Point-per-instance localization data:

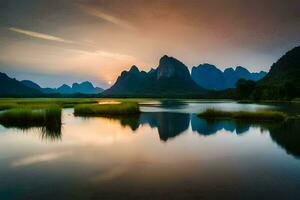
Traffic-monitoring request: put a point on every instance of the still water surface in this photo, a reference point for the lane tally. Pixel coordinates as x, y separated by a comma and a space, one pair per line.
165, 153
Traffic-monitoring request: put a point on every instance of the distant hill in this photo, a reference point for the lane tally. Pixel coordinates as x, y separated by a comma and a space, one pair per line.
210, 77
170, 78
83, 88
13, 87
283, 80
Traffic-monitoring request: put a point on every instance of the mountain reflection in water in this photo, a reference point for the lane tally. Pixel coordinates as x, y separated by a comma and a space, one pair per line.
171, 125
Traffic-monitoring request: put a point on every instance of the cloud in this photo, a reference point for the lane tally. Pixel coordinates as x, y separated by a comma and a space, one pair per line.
107, 17
39, 35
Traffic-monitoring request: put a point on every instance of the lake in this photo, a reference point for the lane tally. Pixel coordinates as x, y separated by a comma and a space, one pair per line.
166, 152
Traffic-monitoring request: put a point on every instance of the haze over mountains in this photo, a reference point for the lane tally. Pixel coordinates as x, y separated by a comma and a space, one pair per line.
172, 79
210, 77
83, 88
10, 86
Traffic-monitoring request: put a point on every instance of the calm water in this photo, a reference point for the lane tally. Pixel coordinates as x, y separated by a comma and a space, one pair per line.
165, 153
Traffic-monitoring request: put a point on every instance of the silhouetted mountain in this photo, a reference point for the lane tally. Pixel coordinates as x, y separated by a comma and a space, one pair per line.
34, 85
83, 88
281, 83
13, 87
171, 78
210, 77
86, 88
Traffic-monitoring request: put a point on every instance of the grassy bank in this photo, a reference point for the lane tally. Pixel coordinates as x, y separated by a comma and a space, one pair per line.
49, 117
42, 103
243, 115
123, 108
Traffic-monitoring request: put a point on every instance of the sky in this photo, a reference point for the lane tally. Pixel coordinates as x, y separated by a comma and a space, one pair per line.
66, 41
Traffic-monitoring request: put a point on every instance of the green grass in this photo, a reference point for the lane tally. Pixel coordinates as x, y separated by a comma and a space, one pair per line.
123, 108
28, 117
244, 115
42, 103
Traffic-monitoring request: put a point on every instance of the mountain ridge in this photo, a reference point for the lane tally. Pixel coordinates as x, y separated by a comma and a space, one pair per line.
170, 78
211, 77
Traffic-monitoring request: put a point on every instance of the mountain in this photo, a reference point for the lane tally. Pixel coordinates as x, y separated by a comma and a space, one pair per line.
210, 77
86, 88
170, 78
13, 87
83, 88
34, 85
283, 79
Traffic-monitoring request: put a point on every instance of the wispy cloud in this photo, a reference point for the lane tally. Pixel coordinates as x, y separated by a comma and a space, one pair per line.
39, 35
107, 17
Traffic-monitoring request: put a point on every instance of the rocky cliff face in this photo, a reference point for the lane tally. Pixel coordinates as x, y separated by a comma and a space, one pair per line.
210, 77
170, 78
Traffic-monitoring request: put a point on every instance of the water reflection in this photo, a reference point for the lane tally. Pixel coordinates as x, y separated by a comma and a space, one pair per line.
287, 136
48, 132
169, 125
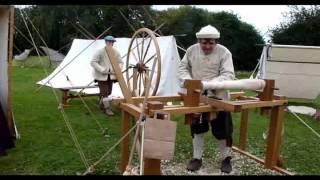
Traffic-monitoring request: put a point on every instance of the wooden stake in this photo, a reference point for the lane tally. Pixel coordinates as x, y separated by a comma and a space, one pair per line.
243, 129
125, 142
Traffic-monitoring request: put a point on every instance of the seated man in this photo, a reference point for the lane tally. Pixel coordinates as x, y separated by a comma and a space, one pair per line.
209, 61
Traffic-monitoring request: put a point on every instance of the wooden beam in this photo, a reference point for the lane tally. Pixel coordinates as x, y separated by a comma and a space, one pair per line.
274, 136
247, 98
261, 161
267, 93
117, 70
235, 95
188, 110
221, 104
243, 129
131, 109
150, 98
125, 143
261, 104
192, 98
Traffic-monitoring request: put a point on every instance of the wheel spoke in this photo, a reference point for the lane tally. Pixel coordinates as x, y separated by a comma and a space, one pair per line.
141, 60
145, 54
154, 56
138, 49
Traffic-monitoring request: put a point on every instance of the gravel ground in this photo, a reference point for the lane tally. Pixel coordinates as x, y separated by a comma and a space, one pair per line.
241, 165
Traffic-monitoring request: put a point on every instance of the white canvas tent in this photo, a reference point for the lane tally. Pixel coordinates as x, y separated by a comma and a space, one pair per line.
296, 69
75, 70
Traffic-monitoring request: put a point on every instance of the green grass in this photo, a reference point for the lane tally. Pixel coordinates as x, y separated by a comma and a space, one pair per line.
46, 146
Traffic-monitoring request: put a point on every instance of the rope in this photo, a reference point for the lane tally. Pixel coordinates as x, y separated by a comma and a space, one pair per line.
90, 34
75, 140
304, 123
109, 150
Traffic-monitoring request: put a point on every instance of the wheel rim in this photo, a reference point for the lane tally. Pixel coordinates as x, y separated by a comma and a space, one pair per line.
144, 49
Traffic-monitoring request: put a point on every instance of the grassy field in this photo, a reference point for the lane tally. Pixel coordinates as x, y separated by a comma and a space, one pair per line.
46, 146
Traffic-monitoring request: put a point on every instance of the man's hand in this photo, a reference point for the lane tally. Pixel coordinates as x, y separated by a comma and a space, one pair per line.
205, 85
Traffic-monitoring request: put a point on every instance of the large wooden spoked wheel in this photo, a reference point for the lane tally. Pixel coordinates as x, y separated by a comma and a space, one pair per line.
142, 52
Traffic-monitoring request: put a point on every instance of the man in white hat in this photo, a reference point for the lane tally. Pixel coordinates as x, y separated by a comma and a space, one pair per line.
209, 61
103, 73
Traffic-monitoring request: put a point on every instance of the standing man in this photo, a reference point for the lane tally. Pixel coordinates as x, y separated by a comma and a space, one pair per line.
209, 61
103, 73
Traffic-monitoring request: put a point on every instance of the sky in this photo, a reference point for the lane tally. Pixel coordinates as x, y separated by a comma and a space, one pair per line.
262, 17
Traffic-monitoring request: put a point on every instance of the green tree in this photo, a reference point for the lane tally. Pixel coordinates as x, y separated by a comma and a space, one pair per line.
301, 27
239, 37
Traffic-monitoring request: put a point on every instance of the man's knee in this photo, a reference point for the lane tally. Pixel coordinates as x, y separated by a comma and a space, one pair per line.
199, 125
222, 126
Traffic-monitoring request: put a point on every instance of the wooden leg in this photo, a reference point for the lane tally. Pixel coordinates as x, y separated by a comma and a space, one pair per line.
152, 166
243, 129
274, 137
125, 142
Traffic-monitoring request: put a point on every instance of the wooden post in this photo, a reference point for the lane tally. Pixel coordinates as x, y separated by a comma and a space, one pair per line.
10, 55
65, 97
123, 85
243, 129
274, 136
125, 143
192, 98
267, 95
152, 166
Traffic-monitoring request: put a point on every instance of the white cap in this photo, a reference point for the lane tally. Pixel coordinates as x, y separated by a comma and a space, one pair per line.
208, 32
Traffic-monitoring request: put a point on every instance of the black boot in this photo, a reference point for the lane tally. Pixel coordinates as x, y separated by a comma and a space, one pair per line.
226, 166
194, 164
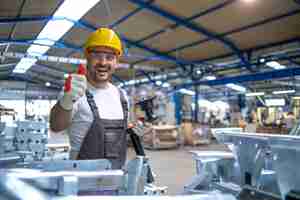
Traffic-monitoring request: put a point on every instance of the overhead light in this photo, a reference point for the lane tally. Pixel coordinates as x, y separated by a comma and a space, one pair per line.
275, 65
66, 76
262, 60
210, 78
158, 83
275, 102
186, 91
251, 94
24, 65
120, 85
54, 30
236, 87
166, 84
284, 92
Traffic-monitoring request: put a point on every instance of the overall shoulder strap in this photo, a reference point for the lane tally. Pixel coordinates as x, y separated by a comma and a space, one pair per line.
124, 104
92, 104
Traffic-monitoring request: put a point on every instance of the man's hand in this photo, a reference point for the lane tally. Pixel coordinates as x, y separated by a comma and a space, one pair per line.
75, 87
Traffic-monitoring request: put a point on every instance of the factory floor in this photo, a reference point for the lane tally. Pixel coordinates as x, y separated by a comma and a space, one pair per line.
174, 168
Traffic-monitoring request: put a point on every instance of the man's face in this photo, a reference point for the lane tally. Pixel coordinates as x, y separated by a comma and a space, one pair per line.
102, 62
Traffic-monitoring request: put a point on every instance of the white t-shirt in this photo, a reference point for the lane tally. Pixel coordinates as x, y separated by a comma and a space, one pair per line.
109, 107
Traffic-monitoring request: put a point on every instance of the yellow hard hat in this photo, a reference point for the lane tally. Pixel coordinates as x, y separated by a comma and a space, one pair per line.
104, 37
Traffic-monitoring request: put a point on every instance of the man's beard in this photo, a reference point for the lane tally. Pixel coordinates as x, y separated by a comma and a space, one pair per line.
101, 73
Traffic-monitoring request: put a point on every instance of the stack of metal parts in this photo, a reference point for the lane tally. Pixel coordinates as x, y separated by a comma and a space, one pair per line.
22, 141
296, 129
252, 169
88, 179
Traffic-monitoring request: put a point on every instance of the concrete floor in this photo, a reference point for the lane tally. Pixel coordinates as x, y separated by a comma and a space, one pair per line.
173, 168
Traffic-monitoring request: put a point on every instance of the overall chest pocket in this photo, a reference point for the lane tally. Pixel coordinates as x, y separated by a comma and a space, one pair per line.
113, 144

REQUIRED WORK ::
Keep to the lines from the one containing "of the stack" to the end of the entries above, and retype them exactly.

ANSWER TO THIS TASK ::
Traffic-monitoring request: put a point on every instance of the stack of metal parts in this photo, a reference point for the lane tally. Pixel coordinates as x, y separated by a comma and a space, one pair per line.
22, 141
296, 129
252, 169
88, 179
Traffic-monitoring request: put a point on every instance of the concrete floor in this photo, a reference point for the lane tally. Pixel coordinates as x, y separated by a comma and a space, one pair per line.
173, 168
Traffic-monitoring request: put a point on every instance of the overall chest pocket in this photo, a reference point for the lane tally. Pixel coordinates as x, y separated by a comma and a space, one pair per line.
113, 144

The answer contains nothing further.